DIRECTIONS FOR THIS TASK:
Scan the listing for the word "below" and report every line that contains it.

GIVEN RECORDS:
^^^^^^^^^^^^^^^^

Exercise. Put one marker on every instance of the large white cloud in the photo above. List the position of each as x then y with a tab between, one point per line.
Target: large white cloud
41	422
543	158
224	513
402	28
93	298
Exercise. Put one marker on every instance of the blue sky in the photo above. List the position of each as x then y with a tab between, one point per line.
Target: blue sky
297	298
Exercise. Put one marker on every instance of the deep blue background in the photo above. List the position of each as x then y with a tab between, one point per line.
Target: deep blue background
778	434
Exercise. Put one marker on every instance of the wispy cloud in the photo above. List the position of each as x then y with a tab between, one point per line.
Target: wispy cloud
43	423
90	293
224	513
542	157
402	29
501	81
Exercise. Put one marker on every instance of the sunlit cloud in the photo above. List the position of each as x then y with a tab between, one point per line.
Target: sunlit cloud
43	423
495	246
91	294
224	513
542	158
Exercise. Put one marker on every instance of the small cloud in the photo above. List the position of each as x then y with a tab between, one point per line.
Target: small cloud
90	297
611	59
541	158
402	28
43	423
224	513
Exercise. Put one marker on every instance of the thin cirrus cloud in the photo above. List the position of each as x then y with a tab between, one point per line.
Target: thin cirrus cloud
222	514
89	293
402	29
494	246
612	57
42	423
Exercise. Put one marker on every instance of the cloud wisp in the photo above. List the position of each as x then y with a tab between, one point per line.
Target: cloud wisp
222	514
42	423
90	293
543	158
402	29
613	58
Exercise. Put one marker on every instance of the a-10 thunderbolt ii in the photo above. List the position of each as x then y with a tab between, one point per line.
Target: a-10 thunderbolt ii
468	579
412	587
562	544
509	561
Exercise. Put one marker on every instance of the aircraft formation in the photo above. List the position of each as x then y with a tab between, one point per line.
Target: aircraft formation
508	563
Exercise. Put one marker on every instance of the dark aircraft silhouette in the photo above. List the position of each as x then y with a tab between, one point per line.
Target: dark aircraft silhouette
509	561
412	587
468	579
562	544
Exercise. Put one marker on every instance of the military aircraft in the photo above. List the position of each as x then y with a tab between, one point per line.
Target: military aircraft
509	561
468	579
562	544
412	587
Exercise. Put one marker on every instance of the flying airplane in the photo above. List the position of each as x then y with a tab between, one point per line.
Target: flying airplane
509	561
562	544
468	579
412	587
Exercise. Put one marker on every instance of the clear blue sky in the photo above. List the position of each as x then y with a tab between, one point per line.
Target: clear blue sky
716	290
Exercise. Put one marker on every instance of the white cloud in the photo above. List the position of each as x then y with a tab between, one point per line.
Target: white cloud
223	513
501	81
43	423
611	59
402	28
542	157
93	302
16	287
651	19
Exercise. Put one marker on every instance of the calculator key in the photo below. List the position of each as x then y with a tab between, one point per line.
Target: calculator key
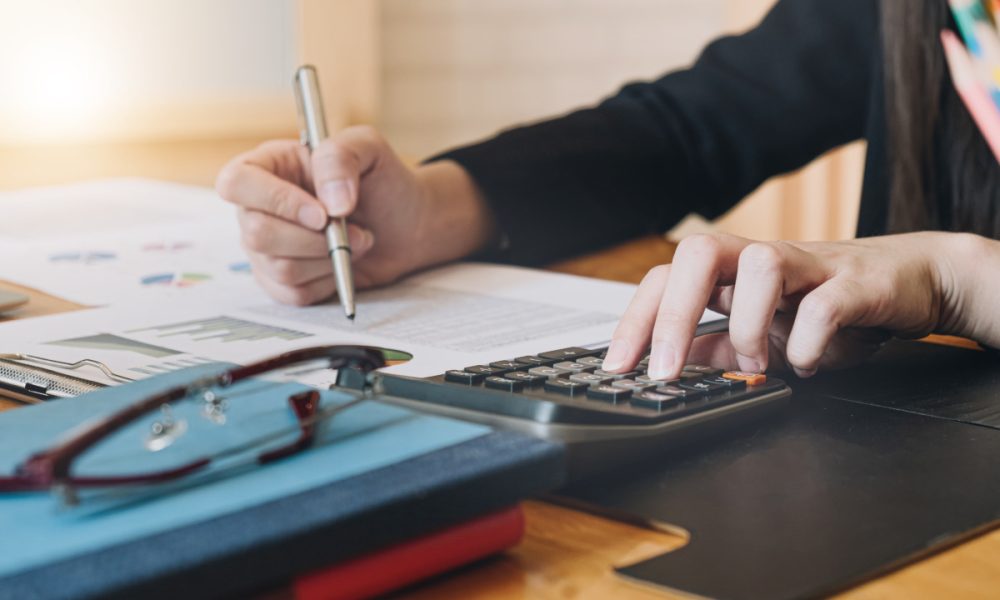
589	379
608	393
751	379
465	377
497	382
546	372
572	367
506	365
733	384
567	353
483	370
616	376
631	384
591	361
701	386
655	400
703	370
650	380
565	386
680	392
528	379
534	361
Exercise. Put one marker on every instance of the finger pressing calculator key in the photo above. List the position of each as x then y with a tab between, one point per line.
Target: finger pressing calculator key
499	382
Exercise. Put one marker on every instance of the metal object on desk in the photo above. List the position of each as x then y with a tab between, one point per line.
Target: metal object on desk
11	300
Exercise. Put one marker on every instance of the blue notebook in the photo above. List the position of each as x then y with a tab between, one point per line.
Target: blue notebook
378	475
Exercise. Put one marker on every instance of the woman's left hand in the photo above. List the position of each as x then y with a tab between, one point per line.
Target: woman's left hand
803	305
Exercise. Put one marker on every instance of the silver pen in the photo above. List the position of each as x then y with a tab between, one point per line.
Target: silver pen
313	122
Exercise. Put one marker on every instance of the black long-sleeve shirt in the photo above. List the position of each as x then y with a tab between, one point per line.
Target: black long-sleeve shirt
807	79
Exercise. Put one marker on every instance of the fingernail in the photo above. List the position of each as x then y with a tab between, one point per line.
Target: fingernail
617	354
662	360
804	373
748	364
336	196
360	239
312	216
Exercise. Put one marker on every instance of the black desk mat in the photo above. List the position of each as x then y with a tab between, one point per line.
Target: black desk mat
832	492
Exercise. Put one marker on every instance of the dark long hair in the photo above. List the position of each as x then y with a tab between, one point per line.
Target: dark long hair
943	173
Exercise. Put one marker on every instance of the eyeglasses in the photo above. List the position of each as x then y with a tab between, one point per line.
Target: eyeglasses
237	416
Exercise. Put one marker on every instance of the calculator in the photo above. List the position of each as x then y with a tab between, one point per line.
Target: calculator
605	420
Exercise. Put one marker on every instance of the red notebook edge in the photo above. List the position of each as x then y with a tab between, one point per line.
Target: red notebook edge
414	560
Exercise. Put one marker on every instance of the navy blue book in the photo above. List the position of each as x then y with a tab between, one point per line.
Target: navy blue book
378	475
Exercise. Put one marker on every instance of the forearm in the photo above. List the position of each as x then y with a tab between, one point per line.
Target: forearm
456	221
970	282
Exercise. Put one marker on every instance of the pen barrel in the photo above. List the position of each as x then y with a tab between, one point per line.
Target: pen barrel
340	254
310	106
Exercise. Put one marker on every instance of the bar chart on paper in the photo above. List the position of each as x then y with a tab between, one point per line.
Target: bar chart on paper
223	329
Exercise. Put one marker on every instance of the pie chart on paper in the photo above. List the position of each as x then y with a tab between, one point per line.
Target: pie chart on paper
176	279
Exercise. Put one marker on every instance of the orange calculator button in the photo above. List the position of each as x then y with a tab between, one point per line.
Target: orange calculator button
749	378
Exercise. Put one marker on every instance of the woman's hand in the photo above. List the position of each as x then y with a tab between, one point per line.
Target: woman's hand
399	219
800	305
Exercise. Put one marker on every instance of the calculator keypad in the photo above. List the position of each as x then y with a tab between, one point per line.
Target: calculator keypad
574	375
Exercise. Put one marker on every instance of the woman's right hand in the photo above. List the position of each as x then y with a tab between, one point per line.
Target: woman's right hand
399	219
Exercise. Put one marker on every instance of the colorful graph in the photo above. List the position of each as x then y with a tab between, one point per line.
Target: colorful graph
167	246
84	257
176	279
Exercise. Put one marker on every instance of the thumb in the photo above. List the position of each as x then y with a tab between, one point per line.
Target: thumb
338	164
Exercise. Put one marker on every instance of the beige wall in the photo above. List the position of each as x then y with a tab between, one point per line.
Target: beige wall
430	73
456	70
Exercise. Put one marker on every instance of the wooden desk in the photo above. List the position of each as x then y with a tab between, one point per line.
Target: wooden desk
566	554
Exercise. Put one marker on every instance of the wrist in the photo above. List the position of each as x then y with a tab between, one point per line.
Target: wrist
966	265
457	220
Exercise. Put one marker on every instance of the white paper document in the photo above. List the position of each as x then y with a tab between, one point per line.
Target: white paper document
164	262
449	318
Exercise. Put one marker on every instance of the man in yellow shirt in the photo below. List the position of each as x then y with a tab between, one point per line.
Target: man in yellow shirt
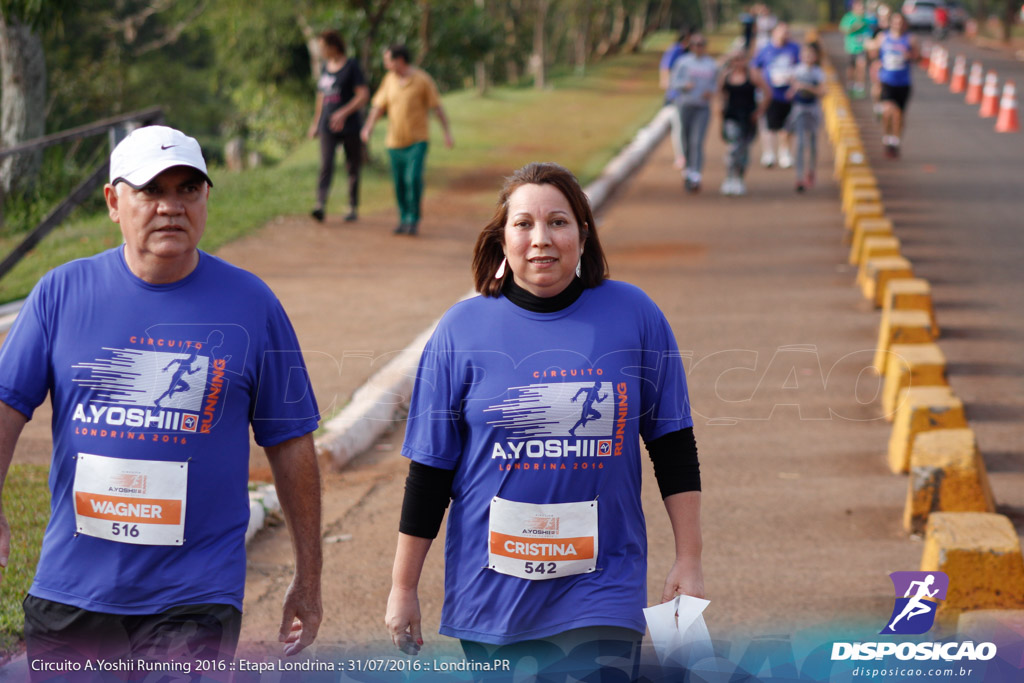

^^^^^^^^^^^^^^^^

WRITTEN RESPONSE:
Exercise. Put one marker on every instance of the calculator key in the photo below. List the position of each as x then y with a tab between, one point per line.
Exercise. Put one marker on every instance of the man in yellow shirt in the photo below. List the position of each as x then y with a tab between, one point per line.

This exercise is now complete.